▸ **Written request A**:
Answer these questions using the passage on the Essenes:
(i) What does the first sentence call the bedrock of the Essenes' union?
(ii) In the quoted lines, what do they do with their goods instead of keeping private property?
(iii) Before whom could the Overseer accuse any member?
[START OF Source extract]
Members of Modern Monastic orders are subject to the rule of the leaders of the orders, while the Essenes' love of liberty was the bedrock of their union.
“[T]heir mode of life is our evidence of their liberty; none ventures to acquire any private property at all, no house or slave, or farm cattle, or any of the other things which procure or minister to wealth; but they deposit them all in public together, and enjoy the benefit of all in common.”
The Essenes owned nothing himself, but was designated as the ba'al, “possessor, holder,” and could “even engage in trade... even selling to pagans the products of their workshops. Their ownership... was basically inalienable.” The Overseer could accuse any member before the members of the Order. If there was any misappropriation of “community property” or through careless management they caused a loss for the community restitution might be required or exclusion from the community services, even though it was counted as the member's “property" because the “legal proprietor” was the Order's as joint heirs.
[END OF Source extract]
▸ **Written request B**: From the records below, pull out every line containing the word "distant". Case counts.
[START OF Provided material]
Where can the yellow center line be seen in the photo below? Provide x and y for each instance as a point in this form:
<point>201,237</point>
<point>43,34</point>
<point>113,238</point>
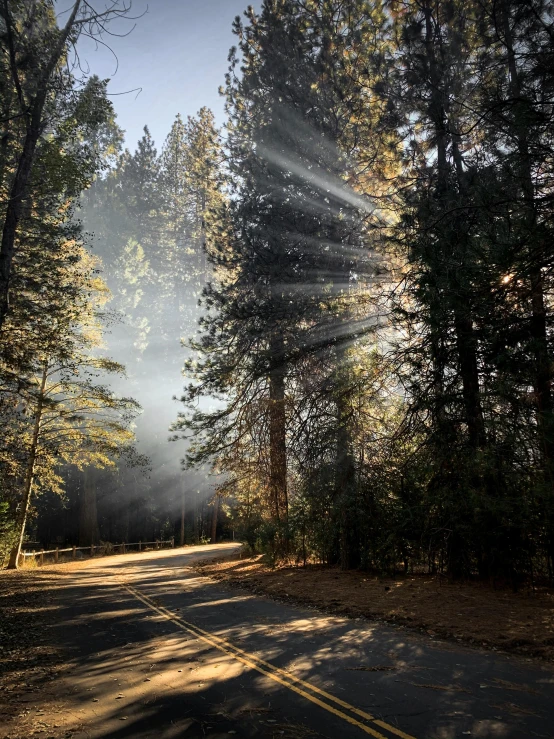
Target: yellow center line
<point>272,671</point>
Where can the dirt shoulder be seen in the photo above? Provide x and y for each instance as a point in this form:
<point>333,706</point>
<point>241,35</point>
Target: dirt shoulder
<point>28,659</point>
<point>468,613</point>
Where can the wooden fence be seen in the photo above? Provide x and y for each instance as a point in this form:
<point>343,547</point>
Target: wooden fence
<point>98,549</point>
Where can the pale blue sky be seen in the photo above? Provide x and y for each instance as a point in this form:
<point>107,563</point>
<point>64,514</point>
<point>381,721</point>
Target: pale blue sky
<point>177,54</point>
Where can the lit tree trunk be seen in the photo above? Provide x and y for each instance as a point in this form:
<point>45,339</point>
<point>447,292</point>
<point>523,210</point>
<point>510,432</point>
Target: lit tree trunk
<point>215,511</point>
<point>466,343</point>
<point>88,529</point>
<point>182,532</point>
<point>277,433</point>
<point>543,374</point>
<point>346,483</point>
<point>35,123</point>
<point>29,475</point>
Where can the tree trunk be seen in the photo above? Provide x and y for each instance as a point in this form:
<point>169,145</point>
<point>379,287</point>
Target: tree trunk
<point>215,511</point>
<point>346,487</point>
<point>19,188</point>
<point>277,433</point>
<point>88,529</point>
<point>29,476</point>
<point>182,531</point>
<point>542,381</point>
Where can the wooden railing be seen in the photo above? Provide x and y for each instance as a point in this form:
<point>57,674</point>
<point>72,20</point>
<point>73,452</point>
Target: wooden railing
<point>98,549</point>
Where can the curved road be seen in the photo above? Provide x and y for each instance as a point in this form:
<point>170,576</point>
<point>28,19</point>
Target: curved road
<point>159,652</point>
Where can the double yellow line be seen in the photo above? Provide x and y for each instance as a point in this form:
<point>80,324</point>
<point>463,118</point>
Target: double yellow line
<point>316,695</point>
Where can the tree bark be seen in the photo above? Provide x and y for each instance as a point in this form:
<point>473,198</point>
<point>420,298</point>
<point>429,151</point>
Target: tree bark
<point>88,529</point>
<point>215,512</point>
<point>277,433</point>
<point>30,472</point>
<point>182,531</point>
<point>542,381</point>
<point>20,184</point>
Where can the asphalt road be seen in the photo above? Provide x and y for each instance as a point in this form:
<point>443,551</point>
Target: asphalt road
<point>158,652</point>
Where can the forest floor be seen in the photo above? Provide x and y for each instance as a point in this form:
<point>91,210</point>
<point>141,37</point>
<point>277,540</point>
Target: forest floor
<point>466,612</point>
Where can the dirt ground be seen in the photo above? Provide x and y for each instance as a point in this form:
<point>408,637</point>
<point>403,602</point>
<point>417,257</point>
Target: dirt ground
<point>470,613</point>
<point>28,661</point>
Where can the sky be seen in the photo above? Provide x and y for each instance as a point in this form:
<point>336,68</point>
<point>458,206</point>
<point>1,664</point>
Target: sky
<point>177,53</point>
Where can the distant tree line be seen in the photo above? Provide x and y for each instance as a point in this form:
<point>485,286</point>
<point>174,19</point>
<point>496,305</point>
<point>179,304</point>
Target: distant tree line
<point>378,327</point>
<point>56,129</point>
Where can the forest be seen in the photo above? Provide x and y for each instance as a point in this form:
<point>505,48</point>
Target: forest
<point>353,272</point>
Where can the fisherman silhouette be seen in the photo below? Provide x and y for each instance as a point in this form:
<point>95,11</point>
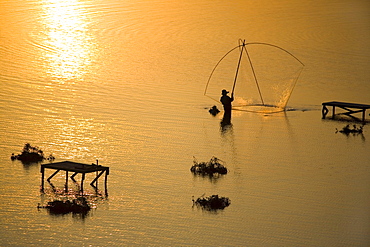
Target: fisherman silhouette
<point>226,102</point>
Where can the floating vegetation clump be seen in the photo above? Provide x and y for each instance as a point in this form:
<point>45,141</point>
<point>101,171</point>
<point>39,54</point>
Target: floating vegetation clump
<point>212,202</point>
<point>214,110</point>
<point>347,130</point>
<point>76,206</point>
<point>31,154</point>
<point>211,167</point>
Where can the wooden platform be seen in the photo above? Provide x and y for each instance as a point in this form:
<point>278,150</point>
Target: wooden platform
<point>350,108</point>
<point>76,168</point>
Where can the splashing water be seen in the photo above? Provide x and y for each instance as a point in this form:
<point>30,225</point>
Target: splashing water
<point>264,82</point>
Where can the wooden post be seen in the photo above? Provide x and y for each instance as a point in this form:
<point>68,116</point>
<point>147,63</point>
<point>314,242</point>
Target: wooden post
<point>333,111</point>
<point>105,182</point>
<point>363,115</point>
<point>66,186</point>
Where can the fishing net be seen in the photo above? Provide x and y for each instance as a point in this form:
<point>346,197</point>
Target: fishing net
<point>263,77</point>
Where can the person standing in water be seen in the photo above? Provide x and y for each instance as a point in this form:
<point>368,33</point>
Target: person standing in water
<point>226,102</point>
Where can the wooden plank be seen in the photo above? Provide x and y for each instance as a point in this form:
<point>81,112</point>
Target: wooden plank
<point>346,104</point>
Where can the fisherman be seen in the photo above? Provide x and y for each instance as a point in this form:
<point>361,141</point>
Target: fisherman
<point>226,102</point>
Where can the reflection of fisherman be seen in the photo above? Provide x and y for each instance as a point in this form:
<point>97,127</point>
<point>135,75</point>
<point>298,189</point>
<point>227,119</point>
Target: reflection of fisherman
<point>226,102</point>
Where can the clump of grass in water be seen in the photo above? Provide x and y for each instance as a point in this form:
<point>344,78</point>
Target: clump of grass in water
<point>212,202</point>
<point>211,167</point>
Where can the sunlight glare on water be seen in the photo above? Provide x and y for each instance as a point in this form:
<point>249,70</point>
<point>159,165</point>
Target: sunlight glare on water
<point>68,43</point>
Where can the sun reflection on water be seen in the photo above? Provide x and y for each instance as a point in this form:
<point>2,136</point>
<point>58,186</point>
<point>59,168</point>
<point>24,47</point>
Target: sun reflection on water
<point>68,41</point>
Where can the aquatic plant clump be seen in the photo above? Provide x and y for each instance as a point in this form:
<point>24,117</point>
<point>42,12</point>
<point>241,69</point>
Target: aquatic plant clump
<point>213,166</point>
<point>29,154</point>
<point>76,206</point>
<point>213,202</point>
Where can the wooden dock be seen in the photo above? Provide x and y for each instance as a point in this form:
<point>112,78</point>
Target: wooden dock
<point>350,108</point>
<point>76,168</point>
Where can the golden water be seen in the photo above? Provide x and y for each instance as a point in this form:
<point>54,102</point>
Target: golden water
<point>123,82</point>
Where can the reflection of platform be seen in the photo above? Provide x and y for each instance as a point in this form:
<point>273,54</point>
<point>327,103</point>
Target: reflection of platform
<point>345,106</point>
<point>70,166</point>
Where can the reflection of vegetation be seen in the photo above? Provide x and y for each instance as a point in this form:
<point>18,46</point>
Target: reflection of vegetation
<point>213,202</point>
<point>75,206</point>
<point>31,154</point>
<point>347,130</point>
<point>211,167</point>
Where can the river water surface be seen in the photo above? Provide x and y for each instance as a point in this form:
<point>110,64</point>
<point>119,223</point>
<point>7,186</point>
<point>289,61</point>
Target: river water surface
<point>123,82</point>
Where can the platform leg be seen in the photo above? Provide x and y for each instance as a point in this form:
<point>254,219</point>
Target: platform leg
<point>333,111</point>
<point>82,183</point>
<point>66,185</point>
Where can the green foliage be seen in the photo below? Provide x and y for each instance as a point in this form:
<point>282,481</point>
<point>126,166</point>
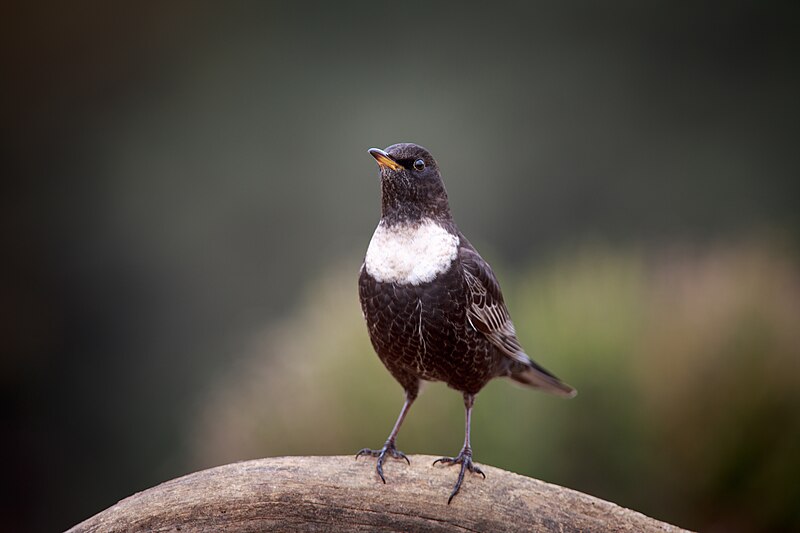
[END OF Provided material]
▸ **Task answer A**:
(i) Their love of liberty.
(ii) They deposit them all in public together and enjoy the benefit of all in common.
(iii) Before the members of the Order.

▸ **Task answer B**:
Where can the distant tree line be seen in the photo above? Provide x and y for each instance as a point in this form:
Target: distant tree line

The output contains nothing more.